WHAT TO WORK ON: Make an exact copy of the lines from the one holding "Highlight-reel tagging: indicate the rooftop" through the last line of the material, and output nothing else.
:::::
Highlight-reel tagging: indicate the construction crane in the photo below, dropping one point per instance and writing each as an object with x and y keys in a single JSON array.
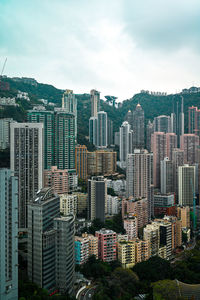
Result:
[
  {"x": 194, "y": 205},
  {"x": 3, "y": 67}
]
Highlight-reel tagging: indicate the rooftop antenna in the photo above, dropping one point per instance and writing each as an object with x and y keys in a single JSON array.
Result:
[{"x": 3, "y": 66}]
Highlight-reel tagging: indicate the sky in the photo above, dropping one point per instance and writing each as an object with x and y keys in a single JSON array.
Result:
[{"x": 115, "y": 46}]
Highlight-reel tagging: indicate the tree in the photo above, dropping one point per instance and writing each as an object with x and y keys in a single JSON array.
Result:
[{"x": 165, "y": 289}]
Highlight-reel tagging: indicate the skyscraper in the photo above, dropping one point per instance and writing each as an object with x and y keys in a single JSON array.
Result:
[
  {"x": 65, "y": 140},
  {"x": 93, "y": 130},
  {"x": 95, "y": 102},
  {"x": 186, "y": 184},
  {"x": 162, "y": 124},
  {"x": 138, "y": 176},
  {"x": 47, "y": 118},
  {"x": 177, "y": 160},
  {"x": 5, "y": 132},
  {"x": 69, "y": 104},
  {"x": 166, "y": 176},
  {"x": 189, "y": 143},
  {"x": 64, "y": 254},
  {"x": 26, "y": 160},
  {"x": 125, "y": 141},
  {"x": 81, "y": 161},
  {"x": 102, "y": 131},
  {"x": 138, "y": 127},
  {"x": 97, "y": 194},
  {"x": 177, "y": 118},
  {"x": 149, "y": 132},
  {"x": 194, "y": 120},
  {"x": 171, "y": 143},
  {"x": 41, "y": 238},
  {"x": 158, "y": 144},
  {"x": 8, "y": 235}
]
:::::
TASK ANSWER:
Highlight-reel tagging: indicate the rooftop antenna in the photo above, dropping one point per instance and writing each as an object with x and y keys in a single JSON array.
Result:
[{"x": 3, "y": 66}]
Highlight-reel tagging: indicate the sky in the photo above, dropping one point per instance and writing each as an object with x and y keys in a single JSON array.
Result:
[{"x": 115, "y": 46}]
Highlight-reel tagging: indicate the tree in the photo above, dropping one point per instance and writing each as an object with x and y keys in a single JSON array.
Result:
[{"x": 165, "y": 289}]
Highlight-reel tagging: indicate the skyscraper in the photo above, dropping one point per instance and writing each as an object with x and y keys in a single JSON array.
Result:
[
  {"x": 65, "y": 140},
  {"x": 93, "y": 130},
  {"x": 95, "y": 102},
  {"x": 186, "y": 184},
  {"x": 162, "y": 124},
  {"x": 138, "y": 176},
  {"x": 47, "y": 118},
  {"x": 177, "y": 160},
  {"x": 5, "y": 132},
  {"x": 69, "y": 104},
  {"x": 166, "y": 176},
  {"x": 189, "y": 143},
  {"x": 64, "y": 254},
  {"x": 26, "y": 160},
  {"x": 125, "y": 141},
  {"x": 81, "y": 161},
  {"x": 102, "y": 131},
  {"x": 138, "y": 127},
  {"x": 97, "y": 194},
  {"x": 177, "y": 118},
  {"x": 149, "y": 132},
  {"x": 194, "y": 120},
  {"x": 171, "y": 143},
  {"x": 41, "y": 238},
  {"x": 158, "y": 144},
  {"x": 8, "y": 235}
]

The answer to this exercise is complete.